[Task description]: Word for word, reproduce the records that follow.

(Data for analysis Opens)

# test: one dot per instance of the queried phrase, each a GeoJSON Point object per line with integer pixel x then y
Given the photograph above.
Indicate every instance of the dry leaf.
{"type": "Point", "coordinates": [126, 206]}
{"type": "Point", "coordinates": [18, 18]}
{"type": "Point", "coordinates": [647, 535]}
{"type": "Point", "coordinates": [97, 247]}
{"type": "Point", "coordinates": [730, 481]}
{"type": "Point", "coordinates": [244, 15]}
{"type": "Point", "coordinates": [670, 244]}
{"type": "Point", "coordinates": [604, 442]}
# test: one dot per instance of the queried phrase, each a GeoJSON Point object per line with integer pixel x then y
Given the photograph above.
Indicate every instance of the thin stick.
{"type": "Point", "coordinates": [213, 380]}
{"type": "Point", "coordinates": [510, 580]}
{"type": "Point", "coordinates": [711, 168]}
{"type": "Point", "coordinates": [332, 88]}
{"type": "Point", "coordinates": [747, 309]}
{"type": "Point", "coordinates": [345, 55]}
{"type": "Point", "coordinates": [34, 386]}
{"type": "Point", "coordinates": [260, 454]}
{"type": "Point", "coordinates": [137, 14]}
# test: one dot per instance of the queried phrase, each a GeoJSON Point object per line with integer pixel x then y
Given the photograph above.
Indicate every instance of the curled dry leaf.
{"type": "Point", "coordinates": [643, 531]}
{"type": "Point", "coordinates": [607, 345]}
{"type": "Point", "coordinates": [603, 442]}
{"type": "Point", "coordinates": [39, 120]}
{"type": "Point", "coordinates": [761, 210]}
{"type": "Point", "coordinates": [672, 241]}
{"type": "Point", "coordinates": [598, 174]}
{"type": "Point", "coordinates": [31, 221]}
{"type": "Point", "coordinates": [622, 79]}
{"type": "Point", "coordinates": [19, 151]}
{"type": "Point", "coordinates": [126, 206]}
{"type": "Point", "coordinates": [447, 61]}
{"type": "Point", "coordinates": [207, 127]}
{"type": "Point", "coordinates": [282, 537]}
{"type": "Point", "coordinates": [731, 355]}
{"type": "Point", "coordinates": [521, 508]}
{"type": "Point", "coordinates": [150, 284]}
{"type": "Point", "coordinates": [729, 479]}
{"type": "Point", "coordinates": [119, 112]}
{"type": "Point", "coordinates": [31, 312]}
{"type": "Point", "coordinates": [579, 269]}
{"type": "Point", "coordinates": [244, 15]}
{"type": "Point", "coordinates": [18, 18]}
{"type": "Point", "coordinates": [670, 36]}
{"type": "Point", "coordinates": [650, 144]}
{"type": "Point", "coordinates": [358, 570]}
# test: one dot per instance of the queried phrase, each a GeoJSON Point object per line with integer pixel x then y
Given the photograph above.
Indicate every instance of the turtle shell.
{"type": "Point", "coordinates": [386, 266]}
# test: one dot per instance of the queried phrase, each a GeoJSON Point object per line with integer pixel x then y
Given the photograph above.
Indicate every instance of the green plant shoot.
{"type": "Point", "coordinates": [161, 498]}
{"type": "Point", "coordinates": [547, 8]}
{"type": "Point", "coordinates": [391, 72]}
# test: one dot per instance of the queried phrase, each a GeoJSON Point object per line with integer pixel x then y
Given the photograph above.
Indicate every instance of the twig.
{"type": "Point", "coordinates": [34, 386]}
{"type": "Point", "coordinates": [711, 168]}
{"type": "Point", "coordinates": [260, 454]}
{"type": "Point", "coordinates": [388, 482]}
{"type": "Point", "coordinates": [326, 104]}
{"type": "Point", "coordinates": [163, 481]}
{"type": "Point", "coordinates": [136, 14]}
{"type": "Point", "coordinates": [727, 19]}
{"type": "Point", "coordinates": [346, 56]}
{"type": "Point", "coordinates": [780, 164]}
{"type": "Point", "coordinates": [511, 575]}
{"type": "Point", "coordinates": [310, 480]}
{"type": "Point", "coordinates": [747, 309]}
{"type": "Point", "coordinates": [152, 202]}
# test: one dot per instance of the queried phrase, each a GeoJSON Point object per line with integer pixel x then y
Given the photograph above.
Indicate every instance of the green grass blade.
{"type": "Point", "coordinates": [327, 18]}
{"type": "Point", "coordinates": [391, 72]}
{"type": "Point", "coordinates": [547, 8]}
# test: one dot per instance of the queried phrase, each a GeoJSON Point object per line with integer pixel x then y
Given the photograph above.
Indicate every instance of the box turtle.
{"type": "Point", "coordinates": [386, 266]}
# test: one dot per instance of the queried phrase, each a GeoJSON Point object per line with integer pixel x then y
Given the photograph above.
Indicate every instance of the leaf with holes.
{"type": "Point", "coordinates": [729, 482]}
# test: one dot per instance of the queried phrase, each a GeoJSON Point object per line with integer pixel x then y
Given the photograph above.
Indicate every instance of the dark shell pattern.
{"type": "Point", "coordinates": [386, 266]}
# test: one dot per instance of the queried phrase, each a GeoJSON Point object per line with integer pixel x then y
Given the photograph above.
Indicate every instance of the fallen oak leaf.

(Data for analysis Closes)

[Solution to the problem]:
# test: one dot per instance of the queried phrase, each a GeoJSON Point object per line with integer pixel x then y
Given the photograph above.
Indicate every instance of the dry leaf.
{"type": "Point", "coordinates": [126, 206]}
{"type": "Point", "coordinates": [18, 18]}
{"type": "Point", "coordinates": [647, 535]}
{"type": "Point", "coordinates": [97, 247]}
{"type": "Point", "coordinates": [730, 481]}
{"type": "Point", "coordinates": [244, 15]}
{"type": "Point", "coordinates": [670, 244]}
{"type": "Point", "coordinates": [604, 442]}
# test: one dot per instance of the queried phrase, each a GeoJSON Point object per line with integer pixel x then y
Given the photograph above.
Indicate every instance of the thin stick.
{"type": "Point", "coordinates": [213, 380]}
{"type": "Point", "coordinates": [510, 580]}
{"type": "Point", "coordinates": [711, 168]}
{"type": "Point", "coordinates": [332, 88]}
{"type": "Point", "coordinates": [747, 309]}
{"type": "Point", "coordinates": [345, 55]}
{"type": "Point", "coordinates": [34, 386]}
{"type": "Point", "coordinates": [260, 454]}
{"type": "Point", "coordinates": [137, 14]}
# test: one dot per instance of the queried phrase, each a GeoJSON Point object per line with integer pixel x then y
Given the photograph above.
Indicate every instance of the curled dry leaf.
{"type": "Point", "coordinates": [643, 531]}
{"type": "Point", "coordinates": [607, 345]}
{"type": "Point", "coordinates": [603, 442]}
{"type": "Point", "coordinates": [39, 120]}
{"type": "Point", "coordinates": [761, 210]}
{"type": "Point", "coordinates": [672, 241]}
{"type": "Point", "coordinates": [598, 174]}
{"type": "Point", "coordinates": [31, 221]}
{"type": "Point", "coordinates": [622, 79]}
{"type": "Point", "coordinates": [19, 151]}
{"type": "Point", "coordinates": [126, 206]}
{"type": "Point", "coordinates": [447, 61]}
{"type": "Point", "coordinates": [207, 127]}
{"type": "Point", "coordinates": [282, 537]}
{"type": "Point", "coordinates": [731, 355]}
{"type": "Point", "coordinates": [521, 508]}
{"type": "Point", "coordinates": [150, 284]}
{"type": "Point", "coordinates": [729, 479]}
{"type": "Point", "coordinates": [119, 112]}
{"type": "Point", "coordinates": [31, 312]}
{"type": "Point", "coordinates": [579, 269]}
{"type": "Point", "coordinates": [244, 15]}
{"type": "Point", "coordinates": [18, 18]}
{"type": "Point", "coordinates": [670, 36]}
{"type": "Point", "coordinates": [650, 144]}
{"type": "Point", "coordinates": [358, 570]}
# test: one dot per instance of the queried phrase, each a GeoJSON Point object per line with integer pixel x then y
Given the photograph above.
Indicate every instance of the turtle shell.
{"type": "Point", "coordinates": [386, 266]}
# test: one dot per instance of the queried phrase, each a GeoJSON Point object per line with integer pixel x then y
Given the photograph above.
Indicate every instance of the green plant shoot.
{"type": "Point", "coordinates": [161, 498]}
{"type": "Point", "coordinates": [547, 8]}
{"type": "Point", "coordinates": [391, 72]}
# test: one dot per instance of the queried phrase, each a GeoJSON Point object per line with integer pixel x then y
Given the photograph above.
Indicate every instance of the twig.
{"type": "Point", "coordinates": [34, 386]}
{"type": "Point", "coordinates": [711, 168]}
{"type": "Point", "coordinates": [260, 454]}
{"type": "Point", "coordinates": [388, 482]}
{"type": "Point", "coordinates": [326, 104]}
{"type": "Point", "coordinates": [163, 481]}
{"type": "Point", "coordinates": [136, 14]}
{"type": "Point", "coordinates": [727, 19]}
{"type": "Point", "coordinates": [346, 56]}
{"type": "Point", "coordinates": [780, 164]}
{"type": "Point", "coordinates": [511, 575]}
{"type": "Point", "coordinates": [310, 480]}
{"type": "Point", "coordinates": [747, 309]}
{"type": "Point", "coordinates": [152, 202]}
# test: one dot per instance of the queried phrase, each a GeoJSON Point object per line with integer pixel x then y
Given the photograph above.
Indicate every instance of the green grass blade.
{"type": "Point", "coordinates": [327, 18]}
{"type": "Point", "coordinates": [391, 72]}
{"type": "Point", "coordinates": [547, 8]}
# test: one dot per instance of the queried phrase, each a GeoJSON Point object per line with integer pixel x then y
Given the photograph above.
Indicate every instance of the box turtle.
{"type": "Point", "coordinates": [386, 266]}
# test: one dot per instance of the queried phrase, each a GeoJSON Point object per line with integer pixel x then y
Given the photograph above.
Indicate every instance of the leaf with holes.
{"type": "Point", "coordinates": [729, 482]}
# test: one dot per instance of the queried phrase, each a GeoJSON Point object per line with integer pixel x then y
Given the photograph above.
Indicate every instance of the dark shell pattern.
{"type": "Point", "coordinates": [386, 266]}
# test: one dot per instance of the queried phrase, each a GeoJSON Point object per line with integer pixel x then y
Given the photograph above.
Indicate every instance of the fallen oak leaf.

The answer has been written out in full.